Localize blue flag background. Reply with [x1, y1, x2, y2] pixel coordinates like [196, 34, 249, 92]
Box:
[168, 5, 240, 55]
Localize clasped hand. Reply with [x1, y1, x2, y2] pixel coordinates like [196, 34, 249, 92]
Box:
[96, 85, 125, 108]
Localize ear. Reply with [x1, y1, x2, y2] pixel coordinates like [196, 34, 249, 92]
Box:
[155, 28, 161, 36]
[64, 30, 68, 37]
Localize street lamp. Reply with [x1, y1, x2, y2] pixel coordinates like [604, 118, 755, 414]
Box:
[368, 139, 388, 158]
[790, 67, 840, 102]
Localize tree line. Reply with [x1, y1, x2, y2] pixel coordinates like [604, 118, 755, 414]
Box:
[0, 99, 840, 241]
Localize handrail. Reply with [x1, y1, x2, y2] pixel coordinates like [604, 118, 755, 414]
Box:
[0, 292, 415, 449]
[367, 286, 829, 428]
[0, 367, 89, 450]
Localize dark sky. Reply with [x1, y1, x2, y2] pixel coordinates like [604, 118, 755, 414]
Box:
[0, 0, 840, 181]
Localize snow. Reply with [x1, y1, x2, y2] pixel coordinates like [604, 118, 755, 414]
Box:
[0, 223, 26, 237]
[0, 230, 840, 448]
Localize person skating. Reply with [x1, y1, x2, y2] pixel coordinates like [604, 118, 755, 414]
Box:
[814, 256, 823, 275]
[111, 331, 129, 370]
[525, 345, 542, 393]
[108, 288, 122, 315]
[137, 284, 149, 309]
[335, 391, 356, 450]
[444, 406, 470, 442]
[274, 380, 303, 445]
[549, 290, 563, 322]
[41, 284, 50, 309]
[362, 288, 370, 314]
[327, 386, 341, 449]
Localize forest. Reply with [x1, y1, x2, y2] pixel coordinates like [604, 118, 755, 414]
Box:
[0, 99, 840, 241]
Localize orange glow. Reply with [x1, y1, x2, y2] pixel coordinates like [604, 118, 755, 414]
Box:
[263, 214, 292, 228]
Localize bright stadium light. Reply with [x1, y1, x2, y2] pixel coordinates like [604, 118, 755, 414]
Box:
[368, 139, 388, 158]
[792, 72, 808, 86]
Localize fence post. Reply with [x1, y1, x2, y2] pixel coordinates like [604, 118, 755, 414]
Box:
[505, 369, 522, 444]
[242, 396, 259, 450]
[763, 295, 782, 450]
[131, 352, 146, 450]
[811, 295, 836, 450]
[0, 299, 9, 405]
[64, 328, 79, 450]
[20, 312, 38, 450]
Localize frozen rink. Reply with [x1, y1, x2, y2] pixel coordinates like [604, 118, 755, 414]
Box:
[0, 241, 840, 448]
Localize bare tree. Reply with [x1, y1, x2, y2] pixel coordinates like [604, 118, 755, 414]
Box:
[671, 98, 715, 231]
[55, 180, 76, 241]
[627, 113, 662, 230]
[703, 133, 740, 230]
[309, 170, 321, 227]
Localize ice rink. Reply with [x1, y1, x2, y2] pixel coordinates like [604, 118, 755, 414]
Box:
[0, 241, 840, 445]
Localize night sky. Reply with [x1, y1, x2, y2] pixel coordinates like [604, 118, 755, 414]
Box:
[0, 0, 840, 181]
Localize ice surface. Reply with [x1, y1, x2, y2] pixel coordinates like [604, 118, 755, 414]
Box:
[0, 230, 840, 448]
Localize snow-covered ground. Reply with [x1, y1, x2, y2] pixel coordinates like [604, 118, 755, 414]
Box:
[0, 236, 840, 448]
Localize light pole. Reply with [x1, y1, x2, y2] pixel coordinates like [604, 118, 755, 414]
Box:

——

Rewrite all the records above, substituting "Locate" for each "Localize" and leaving everything else unchanged.

Completed task:
Locate blue flag background. Reply with [x1, y1, x2, y2] pixel coordinates like [196, 34, 249, 92]
Box:
[168, 5, 240, 55]
Locate clasped hand. Reply with [x1, y1, x2, y2] pixel coordinates like [196, 34, 249, 92]
Box:
[96, 85, 125, 108]
Locate ear. Reply with [x1, y1, x2, y2] pixel coordinates like [196, 34, 249, 92]
Box:
[155, 28, 161, 36]
[64, 30, 68, 37]
Locate street lamp. Reply with [x1, y1, x2, y2] pixel coordinates like [604, 118, 755, 414]
Box:
[368, 139, 388, 158]
[790, 67, 840, 102]
Locate tree line. Reply with [x1, y1, x2, y2] pixel coordinates like [604, 118, 755, 414]
Box:
[0, 99, 840, 241]
Locate handrail. Reply with [x1, y1, x2, y2] pixel coordinates like [604, 118, 755, 414]
Box:
[0, 292, 415, 449]
[367, 286, 829, 428]
[0, 367, 89, 450]
Locate dark sky. Reply with [x1, y1, x2, y2] pixel coordinates like [604, 118, 755, 414]
Box:
[0, 0, 840, 181]
Locate snow. Reply with [x1, y1, x2, y2] pixel coordinates like [604, 118, 755, 414]
Box:
[0, 223, 26, 237]
[0, 230, 840, 448]
Locate person skating. Reply with [x1, y1, x2, y2] pixel coordinates like [604, 118, 755, 414]
Box:
[814, 256, 823, 275]
[111, 331, 129, 370]
[525, 345, 542, 393]
[108, 288, 122, 315]
[137, 284, 149, 309]
[335, 391, 356, 450]
[444, 406, 470, 442]
[274, 380, 303, 445]
[549, 290, 563, 322]
[41, 284, 50, 309]
[362, 288, 370, 314]
[327, 386, 341, 449]
Locate forest. Reply with [x1, y1, x2, y2] pixel coordinates like [604, 118, 755, 414]
Box:
[0, 99, 840, 241]
Locate orange glow. Reply with [x1, y1, x2, y2] pixel coordinates like [604, 118, 755, 414]
Box:
[263, 214, 292, 228]
Locate bright stadium light. Reply with [x1, y1, x2, y2] pixel coordinates like [604, 118, 755, 414]
Box:
[368, 139, 388, 158]
[792, 72, 808, 86]
Locate fence post. Reply with [x1, y1, x2, y2] pixel coordinates like [604, 118, 755, 414]
Box:
[505, 369, 522, 444]
[242, 396, 259, 450]
[763, 295, 782, 450]
[131, 352, 146, 450]
[811, 295, 836, 450]
[0, 299, 9, 405]
[64, 328, 79, 450]
[20, 312, 38, 450]
Locate frozen rink. Reply with [x1, y1, x2, y2] pixel coordinates like [604, 118, 755, 414]
Box:
[0, 241, 840, 448]
Locate bare tree. Reply with [x1, y1, x2, y2] pixel coordinates like [604, 118, 755, 414]
Box:
[671, 98, 715, 231]
[55, 180, 76, 241]
[627, 113, 662, 230]
[703, 133, 740, 230]
[309, 170, 321, 227]
Locate ice rink. Reply with [x1, y1, x2, y2] pixel coordinates like [604, 118, 755, 414]
Box:
[0, 241, 840, 445]
Locate night sky. Reply with [x1, y1, x2, y2] pixel coordinates like [604, 118, 755, 414]
Box:
[0, 0, 840, 181]
Locate ice surface. Reply with [x1, y1, x2, y2] pixel coordinates like [604, 118, 755, 414]
Box:
[0, 230, 840, 448]
Locate snow-covered ground. Reply with [x1, y1, x2, y2] pixel coordinates like [604, 118, 755, 414]
Box:
[0, 236, 840, 448]
Locate light pole. Reply with [x1, y1, x2, y2] pixel coordinates like [604, 118, 755, 414]
Box:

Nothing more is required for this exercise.